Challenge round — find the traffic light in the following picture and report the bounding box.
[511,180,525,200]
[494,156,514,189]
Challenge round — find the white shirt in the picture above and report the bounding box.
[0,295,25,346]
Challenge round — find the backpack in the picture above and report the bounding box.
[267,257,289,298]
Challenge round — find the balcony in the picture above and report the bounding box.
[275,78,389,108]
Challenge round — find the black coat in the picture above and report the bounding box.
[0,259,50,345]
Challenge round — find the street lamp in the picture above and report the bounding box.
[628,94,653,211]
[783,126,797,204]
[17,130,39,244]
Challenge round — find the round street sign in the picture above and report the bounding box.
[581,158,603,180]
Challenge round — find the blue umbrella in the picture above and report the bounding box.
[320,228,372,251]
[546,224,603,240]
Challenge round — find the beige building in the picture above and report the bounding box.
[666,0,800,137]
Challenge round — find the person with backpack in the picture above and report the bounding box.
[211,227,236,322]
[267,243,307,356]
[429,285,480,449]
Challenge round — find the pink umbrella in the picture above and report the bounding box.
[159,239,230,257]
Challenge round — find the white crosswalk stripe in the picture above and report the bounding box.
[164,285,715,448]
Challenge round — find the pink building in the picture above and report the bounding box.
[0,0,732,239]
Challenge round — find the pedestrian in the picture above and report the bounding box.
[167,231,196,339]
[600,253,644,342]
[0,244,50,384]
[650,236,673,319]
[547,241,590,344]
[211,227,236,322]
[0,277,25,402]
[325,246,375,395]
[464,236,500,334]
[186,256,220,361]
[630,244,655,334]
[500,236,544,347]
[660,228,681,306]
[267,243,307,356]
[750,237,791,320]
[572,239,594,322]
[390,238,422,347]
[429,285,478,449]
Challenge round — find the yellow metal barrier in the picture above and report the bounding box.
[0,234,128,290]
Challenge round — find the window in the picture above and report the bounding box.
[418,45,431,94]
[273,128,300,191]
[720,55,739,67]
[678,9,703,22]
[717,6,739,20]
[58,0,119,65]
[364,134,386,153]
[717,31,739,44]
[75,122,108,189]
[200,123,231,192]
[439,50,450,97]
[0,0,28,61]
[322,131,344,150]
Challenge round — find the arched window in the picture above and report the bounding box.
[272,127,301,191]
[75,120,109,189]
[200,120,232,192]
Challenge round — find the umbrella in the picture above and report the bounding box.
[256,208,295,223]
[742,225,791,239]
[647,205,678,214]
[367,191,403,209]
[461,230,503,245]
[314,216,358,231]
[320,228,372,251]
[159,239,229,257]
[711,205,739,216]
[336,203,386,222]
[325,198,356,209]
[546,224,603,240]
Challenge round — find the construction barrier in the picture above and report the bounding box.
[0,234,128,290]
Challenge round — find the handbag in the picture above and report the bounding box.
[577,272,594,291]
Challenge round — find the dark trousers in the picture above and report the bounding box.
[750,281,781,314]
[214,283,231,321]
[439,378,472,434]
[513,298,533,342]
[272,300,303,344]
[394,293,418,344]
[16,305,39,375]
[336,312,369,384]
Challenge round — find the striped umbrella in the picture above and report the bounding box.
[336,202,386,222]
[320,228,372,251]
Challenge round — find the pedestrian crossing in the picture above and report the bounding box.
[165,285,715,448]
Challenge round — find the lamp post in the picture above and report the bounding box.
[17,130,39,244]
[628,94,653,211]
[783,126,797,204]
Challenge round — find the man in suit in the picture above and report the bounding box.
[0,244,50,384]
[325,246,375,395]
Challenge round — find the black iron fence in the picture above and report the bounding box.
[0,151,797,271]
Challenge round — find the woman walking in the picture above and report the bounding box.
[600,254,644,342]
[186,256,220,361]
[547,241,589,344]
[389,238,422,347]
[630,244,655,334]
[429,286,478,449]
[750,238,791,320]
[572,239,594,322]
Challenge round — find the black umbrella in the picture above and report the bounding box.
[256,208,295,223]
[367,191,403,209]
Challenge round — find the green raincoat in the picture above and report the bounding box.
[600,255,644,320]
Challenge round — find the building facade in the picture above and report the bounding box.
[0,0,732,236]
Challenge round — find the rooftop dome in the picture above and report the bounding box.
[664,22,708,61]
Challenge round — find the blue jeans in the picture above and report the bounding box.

══════

Challenge: Return every line of the listing above verbatim, from the first line to the last, with nothing altered, added, or left out.

Worked solution:
Challenge round — find the traffic light in the following picture and report the bounding box.
[511,180,525,200]
[494,156,514,189]
Challenge round — find the white shirt in the picture above and report the bounding box.
[0,295,25,346]
Challenge round — find the backpack in the picture above and report the bounding box.
[267,257,289,298]
Challenge round — find the balcony in the picture above and report the bounding box.
[275,78,389,108]
Challenge round — find the black coat in the picture above and report the bounding box.
[0,259,50,345]
Challenge round — find the street lamp in the picture above and report the bounding box.
[628,94,653,211]
[783,126,797,204]
[17,130,39,244]
Challenge round — find the round street sign in the picture above and report the bounding box.
[581,158,603,180]
Challenge round — find the blue umbrella in the picture above and report the bounding box.
[320,228,372,251]
[546,224,603,240]
Challenge round — find the beige building in the picture above and report the bounding box.
[666,0,800,137]
Challenge round — find the person with backpack in the picture above and report the bounding box.
[211,227,236,322]
[267,243,307,356]
[429,285,480,449]
Challenge round — find the pink umbrella in the picture above and report the bounding box.
[159,239,230,257]
Challenge round — find the white crosswalk stripe in the picture above and report the bounding box.
[164,285,715,448]
Challenge round — find the pink building in the picture above and report the bounding box.
[0,0,732,239]
Challenge round — find the pedestrian in the picture above and report the bounding box.
[167,231,196,339]
[600,253,644,342]
[0,244,50,384]
[650,236,673,319]
[547,241,590,344]
[211,227,236,322]
[0,277,25,402]
[325,246,375,395]
[464,236,500,334]
[186,256,220,361]
[630,244,655,334]
[500,236,544,347]
[660,228,681,306]
[267,243,307,356]
[750,237,791,320]
[572,239,594,322]
[390,238,422,347]
[429,285,478,449]
Challenge round — find the yellow metal barrier in the picture above and report the bounding box.
[0,234,128,290]
Challenge round — find the window in the picture above and report the bounding box.
[418,45,431,94]
[273,128,300,191]
[720,55,739,67]
[678,9,703,22]
[717,6,739,20]
[58,0,119,65]
[364,134,386,153]
[717,31,739,44]
[75,122,108,189]
[200,123,231,192]
[439,50,450,97]
[0,0,28,61]
[322,131,344,150]
Challenge round — find the arched window in the picture above and report the bounding box.
[272,127,301,191]
[75,120,109,189]
[200,120,232,192]
Challenge round — find the umbrella in the picture above and report the bounding box.
[256,208,295,223]
[742,225,791,239]
[647,205,678,214]
[367,191,403,209]
[461,230,503,245]
[314,216,358,231]
[320,228,372,251]
[159,239,229,257]
[711,205,739,216]
[336,203,386,222]
[325,198,356,209]
[546,224,603,240]
Challenge round — find the construction barrier in the picture above and report the bounding box.
[0,234,128,290]
Challenge round — find the handbag in the picture above and report the bounding box.
[577,272,594,291]
Challenge round — find the dark trousers in the picture above and report the bounding box.
[750,281,781,314]
[214,283,231,321]
[439,378,472,434]
[513,298,533,342]
[272,300,303,344]
[394,293,418,344]
[16,305,39,375]
[336,312,369,384]
Challenge round — find the striped umbrella in the picture above and report the bounding box.
[336,202,386,222]
[320,228,372,251]
Challenge round — find the pedestrian crossing in the picture above and report the bounding box.
[165,285,715,448]
Challenge round — find the lamp post in the picture above and report the bounding box.
[17,130,39,244]
[628,94,653,211]
[783,126,797,204]
Challenge round — find the man in suit in the picture above and report the bounding box.
[0,244,50,384]
[325,246,375,395]
Challenge round — find the black iron fence in the picture above and report the bounding box.
[0,151,797,271]
Challenge round — find the woman walking in the picture above and report the bounding box.
[600,254,644,342]
[186,256,220,361]
[547,241,589,344]
[389,238,422,347]
[630,244,655,334]
[429,286,478,449]
[750,238,791,320]
[572,239,594,322]
Challenge round — find the black umbrella in the picture above and report the bounding box.
[256,208,295,223]
[367,191,403,209]
Challenge round — find the green raincoat in the picture above and report the bounding box.
[600,255,644,320]
Challenge round — find the building facade in the picture above and report the bounding box.
[0,0,732,236]
Challenge round — find the rooftop dome in the picture above and report the bounding box.
[664,22,708,61]
Challenge round — find the blue jeans in the picture above and report the bounding box.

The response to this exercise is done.